**Page**
A ma connaissance l'analyse la plus fouillée de cette évolution a été effectuée par Alec Stone-Sweet dans sa thèse de doctorat d'abord, plusieurs ouvrages et articles ultérieurs dont le dernier, publié cette année dans les Cahiers du Conseil Constitutionnel sous le titre « Le Conseil Constitutionnel et la transformation de la République »[1]. Il y expose deux thèmes qui lui sont chers à savoir sa conception du Conseil comme une sorte de troisième chambre législative spécialisée et son analyse du pluralisme juridictionnel, c'est-à-dire la concurrence/compétition entre le Conseil, la Cour de Cassation et le Conseil d'Etat.
Le point de vue d'Alec Stone Sweet a souvent été contesté en France, en particulier de la part de ceux qui soutiennent l'évolution du Conseil et sa jurisprudence et qui jugent positive sa transformation en un frère jumeau des Cours créées avec des pouvoirs et un rôle mieux affirmés. Le considérer comme un « parlement de juges » dérangeait le consensus majoritaire des juristes et politologues sur la question. Je crois pour ma part que l'on aurait tort de se polariser exclusivement sur la qualification du Conseil tant il est vain de tenter de tracer une frontière nette entre le politique et le juridique dans ce domaine. L'animal est tantôt souris tantôt oiseau et il est soumis aux lois de l'évolution. L'ultime révision de juillet 2008 en atteste : la juridicisation est accrue par la saisine désormais possible du Conseil pour les lois déjà en vigueur à travers une saisine de la Cour de Cassation et du Conseil. La politique revient au galop à travers le contrôle possible –encore qu'assez nominal- du Parlement sur les nominations des hautes charges, y compris celles des membres du Conseil. Mais le niveau de politisation en France reste modeste par rapport à celui d'autres pays notamment les Etats-Unis ou l'Italie pour prendre deux exemples de nature différente. En d'autres termes, la polémique sur le caractère « parlementaire » du contrôle effectué par le Conseil constitutionnel risque d'occulter le phénomène essentiel décrit en ces termes par Alec Stone-Sweet « Le 22 juillet 2008 la souveraineté législative est morte de sa belle mort, ce jour où les députés et les sénateurs ont conféré au Conseil Constitutionnel le pouvoir de contrôler la conformité de lois déjà publiées, lequel pouvoir est exercé avec la collaboration de la Cour de Cassation et du Conseil d'Etat. Le Conseil est désormais un membre à part entière de la famille des Cours constitutionnelles européennes »[2].

[Données d'étiquetage par coordonnées]
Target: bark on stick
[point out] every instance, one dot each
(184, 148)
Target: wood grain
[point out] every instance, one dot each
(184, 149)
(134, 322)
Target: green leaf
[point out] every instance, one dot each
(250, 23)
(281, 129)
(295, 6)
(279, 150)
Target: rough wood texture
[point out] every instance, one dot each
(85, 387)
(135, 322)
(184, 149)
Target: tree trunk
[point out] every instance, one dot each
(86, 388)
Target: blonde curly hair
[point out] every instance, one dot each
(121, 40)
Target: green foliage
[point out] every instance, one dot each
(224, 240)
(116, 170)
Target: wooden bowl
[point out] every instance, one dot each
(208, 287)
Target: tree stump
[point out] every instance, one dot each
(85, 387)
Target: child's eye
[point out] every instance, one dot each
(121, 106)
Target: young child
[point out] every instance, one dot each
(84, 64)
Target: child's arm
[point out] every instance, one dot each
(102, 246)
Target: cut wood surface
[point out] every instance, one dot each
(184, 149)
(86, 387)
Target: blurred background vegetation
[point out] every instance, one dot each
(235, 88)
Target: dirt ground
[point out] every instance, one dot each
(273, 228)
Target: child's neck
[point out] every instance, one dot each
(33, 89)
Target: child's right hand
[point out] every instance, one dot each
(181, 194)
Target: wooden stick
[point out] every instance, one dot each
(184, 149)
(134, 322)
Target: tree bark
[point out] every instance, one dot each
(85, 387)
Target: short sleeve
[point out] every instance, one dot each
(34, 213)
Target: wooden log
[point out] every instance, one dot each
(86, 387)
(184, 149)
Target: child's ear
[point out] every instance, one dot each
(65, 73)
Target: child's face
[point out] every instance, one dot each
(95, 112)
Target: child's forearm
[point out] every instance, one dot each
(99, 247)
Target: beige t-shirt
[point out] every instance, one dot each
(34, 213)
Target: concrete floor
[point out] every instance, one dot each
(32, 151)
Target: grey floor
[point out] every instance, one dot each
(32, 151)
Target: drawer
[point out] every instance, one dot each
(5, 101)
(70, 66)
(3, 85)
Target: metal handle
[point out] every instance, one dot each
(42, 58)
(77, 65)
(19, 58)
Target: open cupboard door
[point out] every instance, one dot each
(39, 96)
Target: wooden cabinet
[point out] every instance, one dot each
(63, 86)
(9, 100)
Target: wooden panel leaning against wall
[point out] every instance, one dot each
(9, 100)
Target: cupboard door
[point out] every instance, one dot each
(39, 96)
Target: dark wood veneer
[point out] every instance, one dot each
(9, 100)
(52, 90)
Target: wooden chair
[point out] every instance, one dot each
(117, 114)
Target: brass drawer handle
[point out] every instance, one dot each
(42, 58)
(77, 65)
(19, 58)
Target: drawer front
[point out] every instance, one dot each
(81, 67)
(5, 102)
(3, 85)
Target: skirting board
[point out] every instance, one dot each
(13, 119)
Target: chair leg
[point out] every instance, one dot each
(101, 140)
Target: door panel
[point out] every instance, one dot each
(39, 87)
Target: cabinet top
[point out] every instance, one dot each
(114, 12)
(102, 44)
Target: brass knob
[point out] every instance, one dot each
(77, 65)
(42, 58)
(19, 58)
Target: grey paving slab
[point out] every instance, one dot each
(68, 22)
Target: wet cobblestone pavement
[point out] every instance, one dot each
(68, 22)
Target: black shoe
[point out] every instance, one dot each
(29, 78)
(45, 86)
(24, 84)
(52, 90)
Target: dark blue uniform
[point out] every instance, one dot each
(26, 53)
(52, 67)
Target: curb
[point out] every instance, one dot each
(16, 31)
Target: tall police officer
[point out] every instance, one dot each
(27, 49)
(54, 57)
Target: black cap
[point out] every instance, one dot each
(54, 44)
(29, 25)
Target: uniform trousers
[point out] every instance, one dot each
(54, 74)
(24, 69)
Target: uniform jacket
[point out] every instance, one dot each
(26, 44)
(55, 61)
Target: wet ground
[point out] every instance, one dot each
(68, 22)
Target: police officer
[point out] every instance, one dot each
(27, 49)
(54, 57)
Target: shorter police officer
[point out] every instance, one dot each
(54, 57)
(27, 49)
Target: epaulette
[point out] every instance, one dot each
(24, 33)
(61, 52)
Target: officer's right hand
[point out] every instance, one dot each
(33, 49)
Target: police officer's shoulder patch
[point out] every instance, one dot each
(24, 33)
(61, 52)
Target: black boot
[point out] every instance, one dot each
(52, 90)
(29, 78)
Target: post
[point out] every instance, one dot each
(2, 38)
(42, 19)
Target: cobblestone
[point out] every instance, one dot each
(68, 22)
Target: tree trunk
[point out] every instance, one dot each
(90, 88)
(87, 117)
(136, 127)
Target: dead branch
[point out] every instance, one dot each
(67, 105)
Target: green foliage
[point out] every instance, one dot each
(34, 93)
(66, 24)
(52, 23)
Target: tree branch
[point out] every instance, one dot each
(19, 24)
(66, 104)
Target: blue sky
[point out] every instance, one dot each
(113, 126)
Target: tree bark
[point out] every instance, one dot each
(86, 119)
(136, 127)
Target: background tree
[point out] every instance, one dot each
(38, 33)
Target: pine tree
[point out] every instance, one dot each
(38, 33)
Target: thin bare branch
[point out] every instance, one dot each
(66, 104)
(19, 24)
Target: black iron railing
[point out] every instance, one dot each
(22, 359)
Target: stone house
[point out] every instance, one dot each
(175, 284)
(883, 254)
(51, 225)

**Travail demandé**
1 - Citez mot pour mot le passage du texte sur le Conseil constitutionnel qui débute aux mots « A ma connaissance » et prend fin après les mots « le Conseil d'Etat. ».
2 - Poursuivez le texte sur le Conseil constitutionnel à la suite de sa dernière phrase.
Ces entrées n'ont aucun lien avec le texte sur le Conseil constitutionnel.

**Résultats**
1 -
A ma connaissance l'analyse la plus fouillée de cette évolution a été effectuée par Alec Stone-Sweet dans sa thèse de doctorat d'abord, plusieurs ouvrages et articles ultérieurs dont le dernier, publié cette année dans les Cahiers du Conseil Constitutionnel sous le titre « Le Conseil Constitutionnel et la transformation de la République »[1]. Il y expose deux thèmes qui lui sont chers à savoir sa conception du Conseil comme une sorte de troisième chambre législative spécialisée et son analyse du pluralisme juridictionnel, c'est-à-dire la concurrence/compétition entre le Conseil, la Cour de Cassation et le Conseil d'Etat.

2 -
Je ne m'attarderai pas sur le second aspect développé par Stone, celui de la fragmentation du contrôle de constitutionnalité, ce qui nous entraînerait hors de l'argument traité ici, même si je partage complètement son analyse. En revanche, je reviendrai sur le point qui tient à cœur à Stone, c'est-à-dire la transformation juridique de la V° République.
L'argument tourne autour de ce qu'il qualifie –rien de moins- de « coup d'Etat juridique » défini comme « a fundamental transformation in the normative foundations of a legal system through the constitutional lawmaking of a court ». J'éprouve des « mixed feelings » à propos d'une qualification qui a le mérite de susciter le débat mais qui risque d'occulter le cœur du problème à savoir en effet la radicale transformation du système constitutionnel à partir de la décision historique de 1971. Le terme et le concept de « coup d'Etat » renvoient à trop d'images et de mythes pour être utilisé impunément. Il nous évoque Bonaparte et Napoléon III mais aussi Marx et son 18 brumaire. Le monde anglo-saxon l'a tellement associé à une pratique historique française qu'il n'y a pas de mot anglais pour dire la chose : « un coup is a coup », seul l'accent fait la différence !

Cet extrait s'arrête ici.